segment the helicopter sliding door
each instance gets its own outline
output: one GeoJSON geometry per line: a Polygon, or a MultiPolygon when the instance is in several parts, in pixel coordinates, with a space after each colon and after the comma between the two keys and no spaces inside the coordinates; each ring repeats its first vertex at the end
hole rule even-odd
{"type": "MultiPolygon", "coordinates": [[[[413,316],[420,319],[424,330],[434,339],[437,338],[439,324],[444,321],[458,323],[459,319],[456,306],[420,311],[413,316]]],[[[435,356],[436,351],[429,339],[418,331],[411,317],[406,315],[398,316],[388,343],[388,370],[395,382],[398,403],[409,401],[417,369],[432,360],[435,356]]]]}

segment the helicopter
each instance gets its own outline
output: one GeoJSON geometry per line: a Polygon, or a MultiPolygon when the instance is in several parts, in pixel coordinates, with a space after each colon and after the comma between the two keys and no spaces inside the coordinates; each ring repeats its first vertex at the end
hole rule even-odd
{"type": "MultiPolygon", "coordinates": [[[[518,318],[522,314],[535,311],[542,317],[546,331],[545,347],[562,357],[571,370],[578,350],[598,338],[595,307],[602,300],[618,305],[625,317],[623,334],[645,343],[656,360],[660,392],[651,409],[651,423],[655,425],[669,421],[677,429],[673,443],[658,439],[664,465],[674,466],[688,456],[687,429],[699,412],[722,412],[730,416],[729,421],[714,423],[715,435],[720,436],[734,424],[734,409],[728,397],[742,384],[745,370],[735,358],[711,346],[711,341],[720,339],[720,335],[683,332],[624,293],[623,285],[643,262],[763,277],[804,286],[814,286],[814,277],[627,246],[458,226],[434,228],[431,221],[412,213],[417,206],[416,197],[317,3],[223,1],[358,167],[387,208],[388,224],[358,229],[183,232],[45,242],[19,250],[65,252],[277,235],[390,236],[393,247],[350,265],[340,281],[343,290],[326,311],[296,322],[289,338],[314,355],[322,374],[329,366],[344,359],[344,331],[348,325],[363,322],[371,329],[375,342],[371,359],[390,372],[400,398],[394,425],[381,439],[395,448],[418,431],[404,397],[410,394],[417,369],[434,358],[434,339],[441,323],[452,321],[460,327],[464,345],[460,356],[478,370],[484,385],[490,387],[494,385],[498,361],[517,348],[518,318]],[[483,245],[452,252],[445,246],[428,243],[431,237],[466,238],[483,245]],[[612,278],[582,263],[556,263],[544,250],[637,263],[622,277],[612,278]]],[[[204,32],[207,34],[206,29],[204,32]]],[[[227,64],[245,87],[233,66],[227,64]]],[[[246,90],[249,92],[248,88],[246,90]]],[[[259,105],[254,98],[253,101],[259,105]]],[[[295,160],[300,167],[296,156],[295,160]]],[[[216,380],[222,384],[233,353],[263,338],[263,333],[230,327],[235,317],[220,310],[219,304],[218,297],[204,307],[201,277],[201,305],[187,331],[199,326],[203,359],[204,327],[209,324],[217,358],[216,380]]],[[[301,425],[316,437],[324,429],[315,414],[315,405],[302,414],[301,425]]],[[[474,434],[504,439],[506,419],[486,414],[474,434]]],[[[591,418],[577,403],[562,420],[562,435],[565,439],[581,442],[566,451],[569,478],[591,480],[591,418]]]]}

■ Exercise instructions: Pull out each record as written and restate it exactly.

■ Final result:
segment the helicopter sliding door
each instance gets its own outline
output: one GeoJSON geometry per line: a Polygon, or a MultiPolygon when the instance is in several parts, in pixel coordinates, with a space after each colon and after the comma between the two keys and no spaces inside the coordinates; each ring repeats its first vertex at the end
hole rule even-odd
{"type": "MultiPolygon", "coordinates": [[[[413,316],[420,319],[424,330],[434,339],[437,338],[439,324],[444,321],[458,323],[459,319],[456,306],[420,311],[413,316]]],[[[435,356],[436,351],[429,339],[418,331],[411,317],[406,315],[398,316],[388,343],[388,370],[395,382],[398,403],[409,401],[417,369],[432,360],[435,356]]]]}

segment the helicopter
each instance gets its own outline
output: one GeoJSON geometry per line: a Polygon, or a MultiPolygon when the instance is in several parts, in pixel coordinates, with a space after each colon and after the comma between the two keys and no spaces inside the coordinates; each ring repeats its first vertex at the end
hole rule even-odd
{"type": "MultiPolygon", "coordinates": [[[[518,318],[522,314],[535,311],[542,317],[546,331],[545,347],[562,357],[571,370],[578,350],[598,338],[595,307],[602,300],[618,305],[625,317],[623,334],[645,343],[656,360],[660,392],[651,409],[651,423],[655,425],[669,421],[677,429],[673,443],[658,439],[664,465],[674,466],[688,456],[687,429],[699,412],[722,412],[730,416],[729,421],[714,423],[715,435],[720,436],[734,424],[734,409],[728,397],[742,384],[745,370],[735,358],[711,346],[711,341],[720,339],[720,335],[683,332],[624,293],[623,285],[643,262],[763,277],[804,286],[814,286],[814,277],[627,246],[458,226],[434,228],[431,221],[412,213],[417,206],[416,197],[317,3],[223,1],[358,167],[387,208],[388,224],[358,229],[183,232],[45,242],[19,250],[65,252],[277,235],[390,236],[393,247],[350,265],[340,281],[343,290],[326,311],[296,322],[289,338],[314,355],[322,374],[329,366],[344,359],[344,331],[348,325],[363,322],[371,329],[375,342],[371,359],[390,372],[400,398],[394,425],[381,439],[395,448],[418,431],[404,397],[410,394],[417,369],[434,358],[434,339],[441,323],[452,321],[460,327],[464,345],[460,356],[478,370],[484,385],[490,387],[494,385],[498,361],[517,348],[518,318]],[[483,245],[452,252],[445,246],[428,243],[431,237],[466,238],[483,245]],[[612,278],[582,263],[556,263],[544,250],[637,263],[622,277],[612,278]]],[[[204,32],[207,34],[206,29],[204,32]]],[[[227,64],[245,87],[233,66],[227,64]]],[[[246,90],[249,92],[248,88],[246,90]]],[[[259,105],[254,98],[253,101],[259,105]]],[[[295,160],[300,167],[296,156],[295,160]]],[[[216,380],[222,384],[233,353],[263,338],[263,333],[230,327],[235,317],[220,310],[219,304],[218,297],[204,307],[201,277],[201,305],[187,331],[199,326],[203,359],[204,327],[209,324],[217,358],[216,380]]],[[[301,425],[316,437],[324,429],[315,414],[315,405],[302,414],[301,425]]],[[[474,434],[504,439],[506,419],[486,414],[474,434]]],[[[591,418],[577,403],[562,420],[562,435],[565,439],[581,442],[566,451],[569,478],[591,480],[591,418]]]]}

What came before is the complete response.